▸ TRY IT
Each entry below is to be duplicated verbatim.

EXTRACTED DATA below:

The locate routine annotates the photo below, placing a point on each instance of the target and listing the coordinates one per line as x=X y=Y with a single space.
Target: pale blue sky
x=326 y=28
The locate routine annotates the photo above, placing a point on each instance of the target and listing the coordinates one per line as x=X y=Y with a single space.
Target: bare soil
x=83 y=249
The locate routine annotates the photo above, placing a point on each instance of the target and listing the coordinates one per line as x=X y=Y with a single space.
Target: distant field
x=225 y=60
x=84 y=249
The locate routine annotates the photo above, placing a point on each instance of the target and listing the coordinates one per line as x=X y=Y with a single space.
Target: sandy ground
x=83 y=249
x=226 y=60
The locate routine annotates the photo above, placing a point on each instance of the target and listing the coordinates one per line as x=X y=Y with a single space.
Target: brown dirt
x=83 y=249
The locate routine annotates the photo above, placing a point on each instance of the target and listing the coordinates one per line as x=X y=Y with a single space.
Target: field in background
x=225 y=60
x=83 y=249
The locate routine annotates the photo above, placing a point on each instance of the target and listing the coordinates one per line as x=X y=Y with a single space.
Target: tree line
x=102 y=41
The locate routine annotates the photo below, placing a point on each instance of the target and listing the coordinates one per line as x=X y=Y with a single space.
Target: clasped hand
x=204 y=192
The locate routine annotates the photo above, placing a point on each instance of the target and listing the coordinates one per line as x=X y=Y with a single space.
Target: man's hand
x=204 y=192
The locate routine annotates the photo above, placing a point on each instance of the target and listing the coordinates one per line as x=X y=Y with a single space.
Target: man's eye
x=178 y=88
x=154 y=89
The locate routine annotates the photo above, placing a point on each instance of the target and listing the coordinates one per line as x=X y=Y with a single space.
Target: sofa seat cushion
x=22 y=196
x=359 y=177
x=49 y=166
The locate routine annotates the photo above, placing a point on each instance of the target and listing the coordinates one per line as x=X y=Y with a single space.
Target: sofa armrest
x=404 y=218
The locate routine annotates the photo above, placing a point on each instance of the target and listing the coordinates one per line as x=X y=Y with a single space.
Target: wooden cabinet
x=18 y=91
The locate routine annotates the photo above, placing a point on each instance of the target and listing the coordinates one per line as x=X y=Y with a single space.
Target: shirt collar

End of EXTRACTED DATA.

▸ RESULT FOR THIS EXERCISE
The locate routine annotates the photo below, placing a point on each instance of the target and listing the coordinates one per line as x=X y=Y with a single space.
Target: pale blue sky
x=326 y=28
The locate routine annotates the photo above, placing a point on each instance of the target and listing the coordinates one per line as x=X y=Y with a single space.
Target: bare soil
x=83 y=249
The locate routine annotates the photo above, placing a point on each instance of the target and listing the coordinates one per line as x=X y=Y with a single space.
Target: distant field
x=225 y=60
x=84 y=249
The locate routine annotates the photo above, placing a point on each instance of the target and listing the coordinates one per line as x=X y=Y with a single space.
Target: sandy ground
x=83 y=249
x=226 y=60
The locate routine annotates the photo above, placing a point on each instance of the target and listing the coordinates one per line as x=X y=Y with a single space.
Target: brown dirt
x=83 y=249
The locate routine annotates the photo above, placing a point on each instance of the target and listing the coordinates one per line as x=X y=Y with a single space.
Target: field in background
x=225 y=60
x=83 y=249
The locate routine annotates the photo above, placing a point on each instance of the target and listing the coordinates one per line as x=X y=Y with a single space.
Target: tree line
x=102 y=41
The locate routine annotates the photo below, placing a point on each instance of the target and listing the coordinates one per line as x=X y=Y with a single space.
Target: clasped hand
x=204 y=192
The locate routine annotates the photo above, placing a point on each instance of the target and listing the coordinates one per line as x=X y=Y with a single space.
Target: man's hand
x=204 y=192
The locate routine annotates the photo above, placing a point on each instance of the target and listing the coordinates one per line as x=X y=Y with a single space.
Target: man's eye
x=178 y=88
x=154 y=89
The locate routine annotates the photo above, placing a point on each instance of the target and listing the coordinates one per line as x=X y=Y with a single space.
Target: sofa seat cushion
x=22 y=196
x=359 y=177
x=49 y=166
The locate routine annotates the photo above, placing a point on each instance of the target and listing the coordinates one per line as x=X y=Y with a single space.
Target: sofa armrest
x=404 y=218
The locate routine annotates the photo above, placing a point on each instance of the target and listing the coordinates one per line as x=X y=Y with a single space.
Target: wooden cabinet
x=18 y=91
The locate routine annotates the photo above, placing a point on each instance of the target and listing the coordinates one per line as x=X y=Y with a single space.
Target: shirt collar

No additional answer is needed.